Enunciado 1: Indique se cada afirmação abaixo está de acordo com o texto sobre o caso Amarildo, respondendo sim ou não e citando literalmente o trecho decisivo. (a) A ação contra Amarildo teria sido ordenada pelo então comandante da UPP da Rocinha. (b) Amarildo morava em uma comunidade diferente da Rocinha. (c) A CNBB patrocinou a edição do livro citado no texto.
Enunciado 2: Prossiga o texto sobre o caso Amarildo e a tortura no Brasil a partir da última frase apresentada.

Fonte:
########################################

Jorge Emicles Pinheiro Paes Barreto.

segunda-feira, 7 de outubro de 2013

BRASIL, NUNCA MAIS?


                   Uma das notícias que marcou a semana foi a de que foram presos policiais militares acusados de envolvimento na prisão arbitrária, tortura e morte do ajudante de pedreiro Amarildo. Segundo se relata na imprensa nacional, o caso se deu por ordem do então comandante da Unidade de Polícia Pacificadora (UPP) da Rocinha, local onde residia o ajudante de pedreiro. Também conforme o relato noticioso, o móvel da ação seria a estratégia de investigação utilizada pelos policiais de torturarem pessoas da comunidade que tivesse algum tipo de ligação com o tráfico de drogas, objetivando obter informações privilegiadas que levassem aos grandes criminosos cariocas. É dizer, trata-se na espécie de fragoroso caso de tortura e morte de um inocente visando a apuração de fatos criminosos, fazendo inevitável a pergunta: quem são os piores bandidos, os traficantes ou os militares?
                   Nos anos setenta da década passada, vieram a tona uma série de publicações, levadas a efeito em plena ditadura militar, capitaneadas pelo livro “Brasil: Nuca Mais”, editado sob os auspícios da Conferência Nacional dos Bispos do Brasil – CNBB, através das quais se denunciavam escabrosos casos de tortura outra vez patrocinada pelos militares brasileiros, que ganhando relevante espaço na mídia internacional, serviu para alavancar importantes pressões externas, as quais findaram com a queda progressiva da ditadura militar brasileira, cujo marco final é a eleição indireta de Tancredo Neves para a presidência. Daí em diante, passou-se a falsa notícia de que a tortura havia acabado no Brasil, fato claramente desmentido pelo caso Amarildo.

########################################

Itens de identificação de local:
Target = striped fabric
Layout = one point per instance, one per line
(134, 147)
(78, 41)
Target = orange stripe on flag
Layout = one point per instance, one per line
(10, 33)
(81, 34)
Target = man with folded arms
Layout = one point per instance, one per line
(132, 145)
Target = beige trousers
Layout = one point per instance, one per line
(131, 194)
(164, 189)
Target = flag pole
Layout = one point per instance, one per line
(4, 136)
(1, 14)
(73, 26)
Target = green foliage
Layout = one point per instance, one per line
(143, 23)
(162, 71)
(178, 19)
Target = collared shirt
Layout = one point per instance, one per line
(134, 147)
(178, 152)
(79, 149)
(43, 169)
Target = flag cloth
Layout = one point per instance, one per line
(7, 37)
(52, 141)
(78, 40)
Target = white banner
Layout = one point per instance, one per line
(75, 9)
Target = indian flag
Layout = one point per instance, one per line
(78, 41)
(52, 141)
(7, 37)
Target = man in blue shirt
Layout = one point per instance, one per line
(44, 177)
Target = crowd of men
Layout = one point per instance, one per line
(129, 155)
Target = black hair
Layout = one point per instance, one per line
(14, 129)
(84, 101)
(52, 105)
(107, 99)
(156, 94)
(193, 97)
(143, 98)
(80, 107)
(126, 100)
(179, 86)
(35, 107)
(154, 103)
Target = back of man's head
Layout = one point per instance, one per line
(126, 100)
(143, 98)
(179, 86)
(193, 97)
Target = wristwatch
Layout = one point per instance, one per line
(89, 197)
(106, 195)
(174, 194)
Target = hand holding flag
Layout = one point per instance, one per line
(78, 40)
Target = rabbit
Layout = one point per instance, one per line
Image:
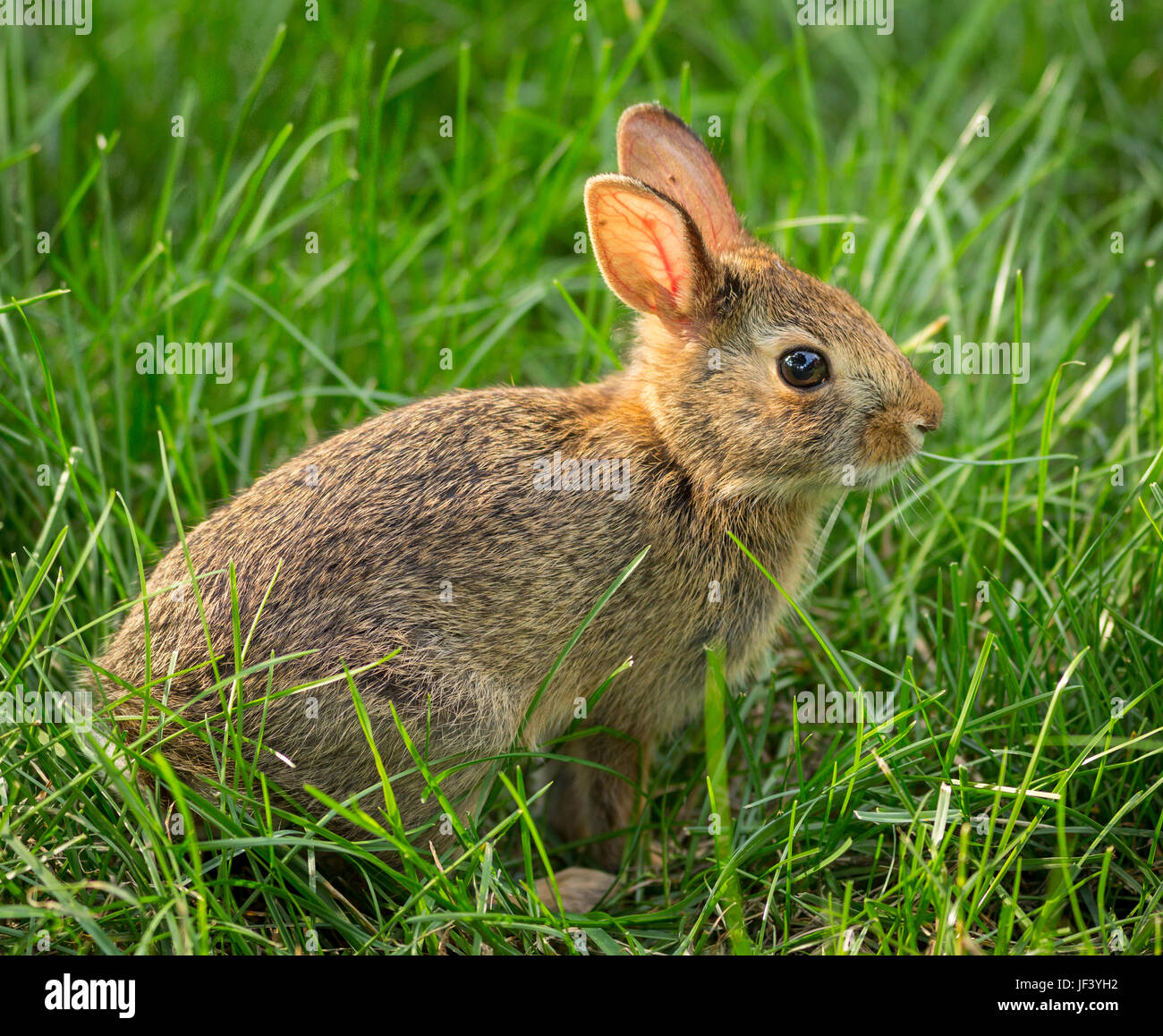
(472, 532)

########################################

Resposta do exercício 1:
(a) Sim: "o caso se deu por ordem do então comandante da Unidade de Polícia Pacificadora (UPP) da Rocinha".
(b) Não: "local onde residia o ajudante de pedreiro".
(c) Sim: "editado sob os auspícios da Conferência Nacional dos Bispos do Brasil – CNBB".

Resposta do exercício 2:
                   A experiência da advocacia e mesmo pesquisas e até a vivência empírica nos revela a verdade que não deve ficar calada por trás deste caso: a tortura sempre existiu no Brasil, mesmo após a queda da ditadura miliar. A diferença é que naqueles idos torturavam-se também pessoas da classe média, o que serviu de motivo para a preocupação da CNBB e outras instituições (como é o caso da OAB), que capitanearam a tarefa de denunciar os abusos. Agora, encerrado o período de exceção, mesmo estando em vigor uma Constituição Federal que afirma a tortura como crime hediondo e insuscetível de anistia, graça ou indulto, ainda existe este abuso na realidade policial. A tortura persiste sendo uma regular técnica de investigação, tal qual faziam na Idade Média. A diferença é que atualmente somente os pobres e favelados são vítimas de suas práticas, por isto o incômodo silêncio dos bispos e advogados. O que não é verdade é que a tortura tenha algum dia deixado de ser praticada neste país.

                   O caso do ajudante de pedreiro Amarildo, ao contrário do que possam fazer dizer na mídia, não é um caso isolado e atípico, mas uma prática da polícia carioca e de outros estados, do Ceará inclusive. Seus responsáveis também não são apenas os policiais que foram ou vierem a ser presos, mas o próprio Estado, o qual mesmo que pela omissão, tolera quando não incentiva tais práticas investigativas, pois o que de fato lhes importa é as estatísticas que apresentarão ao eleitor nas próximas eleições, não o número de cadáveres que estejam soterrados sob elas. As torturas que se praticam hoje são tão criminosas e desumanas quanto as do tempo da ditadura militar, com a única diferença de que suas vítimas hoje não possuem suficiente importância social para terem seus casos denunciados pela mídia.